> **Description of the task**: Continue the personal account below about working with women, picking up right after its final sentence.

> **Document extract**:
· · · · · · ·
Since that first position, I have worked with many women. None were as downright sinister as that loony lying woman I worked with in the first store. But, even in environments where such behavior would seem taboo, competitive spirits and female drama abounds. It is not surprising that I have seemed to click with the men I work with overall much more than most of the women. Living in the South now, I have tried to become "softer" at my former boss' suggestion, and to anticipate possible problems by being overly and obviously polite to women I know who are especially sensitive. I hope it has helped, because at times it can be exhausting.
· · · · · · ·
> **Record extracts**:
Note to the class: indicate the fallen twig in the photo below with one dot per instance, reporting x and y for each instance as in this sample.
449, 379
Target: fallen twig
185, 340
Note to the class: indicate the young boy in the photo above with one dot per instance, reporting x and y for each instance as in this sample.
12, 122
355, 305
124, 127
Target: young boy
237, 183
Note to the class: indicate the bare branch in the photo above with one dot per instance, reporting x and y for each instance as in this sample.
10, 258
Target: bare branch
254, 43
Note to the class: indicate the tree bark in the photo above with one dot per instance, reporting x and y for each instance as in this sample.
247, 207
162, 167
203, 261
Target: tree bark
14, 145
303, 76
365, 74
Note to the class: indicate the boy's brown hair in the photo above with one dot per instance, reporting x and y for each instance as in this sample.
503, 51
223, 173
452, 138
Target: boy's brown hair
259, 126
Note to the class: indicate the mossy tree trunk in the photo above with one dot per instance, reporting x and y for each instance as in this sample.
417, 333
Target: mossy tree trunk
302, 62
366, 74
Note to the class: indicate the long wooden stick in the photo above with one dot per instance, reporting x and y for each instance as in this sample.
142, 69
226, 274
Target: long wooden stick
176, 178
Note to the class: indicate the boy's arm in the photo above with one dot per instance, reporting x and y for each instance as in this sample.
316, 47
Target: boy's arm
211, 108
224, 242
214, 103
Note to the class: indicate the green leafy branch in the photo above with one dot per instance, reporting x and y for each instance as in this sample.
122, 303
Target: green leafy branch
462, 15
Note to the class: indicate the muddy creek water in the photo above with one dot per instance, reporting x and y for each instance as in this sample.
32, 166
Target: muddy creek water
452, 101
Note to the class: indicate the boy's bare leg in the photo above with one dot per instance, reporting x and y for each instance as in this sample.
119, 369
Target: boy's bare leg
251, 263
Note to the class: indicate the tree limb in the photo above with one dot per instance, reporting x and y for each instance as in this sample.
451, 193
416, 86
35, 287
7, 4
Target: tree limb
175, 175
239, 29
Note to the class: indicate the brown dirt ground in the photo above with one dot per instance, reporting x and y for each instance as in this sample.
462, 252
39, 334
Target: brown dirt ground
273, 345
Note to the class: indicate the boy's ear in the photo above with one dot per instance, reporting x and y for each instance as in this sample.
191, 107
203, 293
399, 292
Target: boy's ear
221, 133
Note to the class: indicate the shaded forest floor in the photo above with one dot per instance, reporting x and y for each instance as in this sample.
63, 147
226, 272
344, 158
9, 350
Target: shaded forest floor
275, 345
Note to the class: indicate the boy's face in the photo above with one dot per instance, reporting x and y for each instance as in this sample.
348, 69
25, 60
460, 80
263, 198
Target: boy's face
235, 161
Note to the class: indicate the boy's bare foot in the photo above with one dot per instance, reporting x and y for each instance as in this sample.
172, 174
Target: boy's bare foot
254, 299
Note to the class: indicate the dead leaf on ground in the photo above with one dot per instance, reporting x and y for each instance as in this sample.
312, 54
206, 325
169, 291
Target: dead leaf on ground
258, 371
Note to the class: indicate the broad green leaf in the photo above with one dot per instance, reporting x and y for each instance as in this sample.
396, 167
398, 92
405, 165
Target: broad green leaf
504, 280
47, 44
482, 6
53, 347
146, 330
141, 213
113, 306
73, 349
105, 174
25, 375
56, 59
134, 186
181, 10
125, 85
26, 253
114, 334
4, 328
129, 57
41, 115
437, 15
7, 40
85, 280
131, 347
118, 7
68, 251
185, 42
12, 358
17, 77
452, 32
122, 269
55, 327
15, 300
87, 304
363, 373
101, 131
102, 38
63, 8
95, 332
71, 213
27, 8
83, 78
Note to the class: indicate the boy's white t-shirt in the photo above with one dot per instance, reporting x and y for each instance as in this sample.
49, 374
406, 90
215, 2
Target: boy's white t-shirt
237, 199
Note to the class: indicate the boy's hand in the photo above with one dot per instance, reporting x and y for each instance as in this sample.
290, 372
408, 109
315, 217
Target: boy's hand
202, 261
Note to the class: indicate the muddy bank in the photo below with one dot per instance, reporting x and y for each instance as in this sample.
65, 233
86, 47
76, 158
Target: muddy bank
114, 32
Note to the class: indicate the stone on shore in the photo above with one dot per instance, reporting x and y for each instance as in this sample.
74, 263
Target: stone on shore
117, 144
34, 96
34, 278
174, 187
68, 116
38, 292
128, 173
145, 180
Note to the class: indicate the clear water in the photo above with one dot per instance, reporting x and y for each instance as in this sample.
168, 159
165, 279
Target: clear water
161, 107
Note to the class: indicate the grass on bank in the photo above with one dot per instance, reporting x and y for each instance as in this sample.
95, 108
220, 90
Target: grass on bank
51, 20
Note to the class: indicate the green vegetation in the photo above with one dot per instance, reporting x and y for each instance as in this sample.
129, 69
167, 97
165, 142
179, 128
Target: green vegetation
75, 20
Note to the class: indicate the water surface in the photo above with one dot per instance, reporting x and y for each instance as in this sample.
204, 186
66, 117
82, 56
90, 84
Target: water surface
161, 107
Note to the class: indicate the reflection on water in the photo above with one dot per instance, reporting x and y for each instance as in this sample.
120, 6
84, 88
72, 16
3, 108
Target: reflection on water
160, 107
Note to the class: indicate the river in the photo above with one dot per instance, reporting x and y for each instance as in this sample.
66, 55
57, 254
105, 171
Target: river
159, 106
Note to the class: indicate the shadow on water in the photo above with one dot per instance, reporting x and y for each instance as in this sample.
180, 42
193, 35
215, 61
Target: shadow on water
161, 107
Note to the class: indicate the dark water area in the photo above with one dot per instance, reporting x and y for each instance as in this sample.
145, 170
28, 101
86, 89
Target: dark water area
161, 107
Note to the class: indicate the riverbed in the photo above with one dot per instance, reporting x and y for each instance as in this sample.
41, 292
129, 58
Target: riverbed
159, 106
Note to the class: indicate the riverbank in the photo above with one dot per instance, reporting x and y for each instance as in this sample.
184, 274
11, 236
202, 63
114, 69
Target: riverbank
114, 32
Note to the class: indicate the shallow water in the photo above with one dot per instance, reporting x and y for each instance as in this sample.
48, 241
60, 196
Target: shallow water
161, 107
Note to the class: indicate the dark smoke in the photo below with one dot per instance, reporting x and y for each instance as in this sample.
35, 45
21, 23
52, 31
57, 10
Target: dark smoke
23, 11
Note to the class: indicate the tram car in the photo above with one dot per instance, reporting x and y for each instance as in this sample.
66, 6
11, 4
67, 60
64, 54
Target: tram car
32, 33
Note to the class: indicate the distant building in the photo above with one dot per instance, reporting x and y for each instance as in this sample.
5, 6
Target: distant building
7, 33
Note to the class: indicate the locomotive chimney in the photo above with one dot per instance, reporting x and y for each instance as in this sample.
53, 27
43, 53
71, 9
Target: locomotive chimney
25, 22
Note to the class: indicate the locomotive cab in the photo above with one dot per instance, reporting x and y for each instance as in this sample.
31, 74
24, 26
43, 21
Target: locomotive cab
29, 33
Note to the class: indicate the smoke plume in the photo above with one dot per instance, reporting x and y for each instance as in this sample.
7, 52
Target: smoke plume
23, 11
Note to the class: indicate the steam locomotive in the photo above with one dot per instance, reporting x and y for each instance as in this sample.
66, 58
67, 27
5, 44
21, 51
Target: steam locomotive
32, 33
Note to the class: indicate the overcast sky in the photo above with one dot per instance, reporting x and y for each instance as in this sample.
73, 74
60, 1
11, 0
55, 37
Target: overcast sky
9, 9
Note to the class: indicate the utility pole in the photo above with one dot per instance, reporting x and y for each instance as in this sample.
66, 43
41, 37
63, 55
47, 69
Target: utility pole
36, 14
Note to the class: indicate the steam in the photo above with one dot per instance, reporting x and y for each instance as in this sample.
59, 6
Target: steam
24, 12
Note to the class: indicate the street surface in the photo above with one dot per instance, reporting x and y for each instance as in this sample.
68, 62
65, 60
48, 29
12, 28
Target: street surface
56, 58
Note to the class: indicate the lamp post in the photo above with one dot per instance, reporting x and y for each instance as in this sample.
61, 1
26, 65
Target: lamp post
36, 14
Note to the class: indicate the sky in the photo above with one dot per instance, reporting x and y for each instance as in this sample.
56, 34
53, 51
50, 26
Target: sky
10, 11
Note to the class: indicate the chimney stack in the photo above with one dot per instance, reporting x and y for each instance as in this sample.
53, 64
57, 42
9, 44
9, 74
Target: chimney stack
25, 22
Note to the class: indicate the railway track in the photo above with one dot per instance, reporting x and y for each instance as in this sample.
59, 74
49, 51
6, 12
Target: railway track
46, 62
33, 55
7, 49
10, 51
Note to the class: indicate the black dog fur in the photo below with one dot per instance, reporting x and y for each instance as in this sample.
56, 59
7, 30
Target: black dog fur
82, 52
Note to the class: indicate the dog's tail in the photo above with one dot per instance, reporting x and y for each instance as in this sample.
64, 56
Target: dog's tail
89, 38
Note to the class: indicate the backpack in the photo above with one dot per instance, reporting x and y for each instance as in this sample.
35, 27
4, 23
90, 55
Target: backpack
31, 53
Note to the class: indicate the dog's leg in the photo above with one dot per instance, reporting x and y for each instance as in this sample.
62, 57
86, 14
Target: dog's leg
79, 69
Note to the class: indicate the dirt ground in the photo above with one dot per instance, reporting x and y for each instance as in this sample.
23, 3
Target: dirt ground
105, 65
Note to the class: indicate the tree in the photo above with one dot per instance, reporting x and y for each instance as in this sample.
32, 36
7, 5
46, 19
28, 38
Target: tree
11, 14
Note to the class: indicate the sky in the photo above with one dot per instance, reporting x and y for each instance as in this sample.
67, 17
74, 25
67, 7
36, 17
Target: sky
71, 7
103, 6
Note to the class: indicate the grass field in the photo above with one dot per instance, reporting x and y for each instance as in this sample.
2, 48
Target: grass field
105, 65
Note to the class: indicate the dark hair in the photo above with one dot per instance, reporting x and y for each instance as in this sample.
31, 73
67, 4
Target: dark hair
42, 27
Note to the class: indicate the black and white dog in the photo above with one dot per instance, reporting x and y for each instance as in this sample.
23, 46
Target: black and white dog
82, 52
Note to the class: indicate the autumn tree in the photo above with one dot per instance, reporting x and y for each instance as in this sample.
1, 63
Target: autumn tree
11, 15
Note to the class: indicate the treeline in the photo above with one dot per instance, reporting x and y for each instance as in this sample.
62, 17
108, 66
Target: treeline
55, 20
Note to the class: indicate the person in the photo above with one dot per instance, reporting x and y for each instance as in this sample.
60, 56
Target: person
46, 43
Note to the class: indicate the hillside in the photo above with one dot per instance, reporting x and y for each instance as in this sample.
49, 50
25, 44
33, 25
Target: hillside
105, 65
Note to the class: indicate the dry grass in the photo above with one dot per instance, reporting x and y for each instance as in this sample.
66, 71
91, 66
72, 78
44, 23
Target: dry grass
· · · · · · ·
> **Answer to this task**:
So, how does this relate to PPD, anyway? Well, the way I see it, women are a new mothers' support system. And, if we are competitive in the workplace and
competitive in our parenting, then what's to say we'll be helpful to one another in emotional matters or times of need? I don't think our generation is there for one another in the way perhaps women were in generations past. While I don't believe this is the sole cause of perinatal mood disorders, I do believe that it can exacerbate them and encourage symptoms such as feeling alone and inadequate, feeling as if you are being judged and are inferior. I also believe that some women may even feel a bit of pride if they don't suffer from PPD, like it makes them somehow a better mother or more meant to be a mother. Total B.S., but in my opinion a real assumption for some smug mothers.
And on that note, I will end with a quote from the article I linked to in the first paragraph:
“There’s a special place in hell for women who don’t help other women.”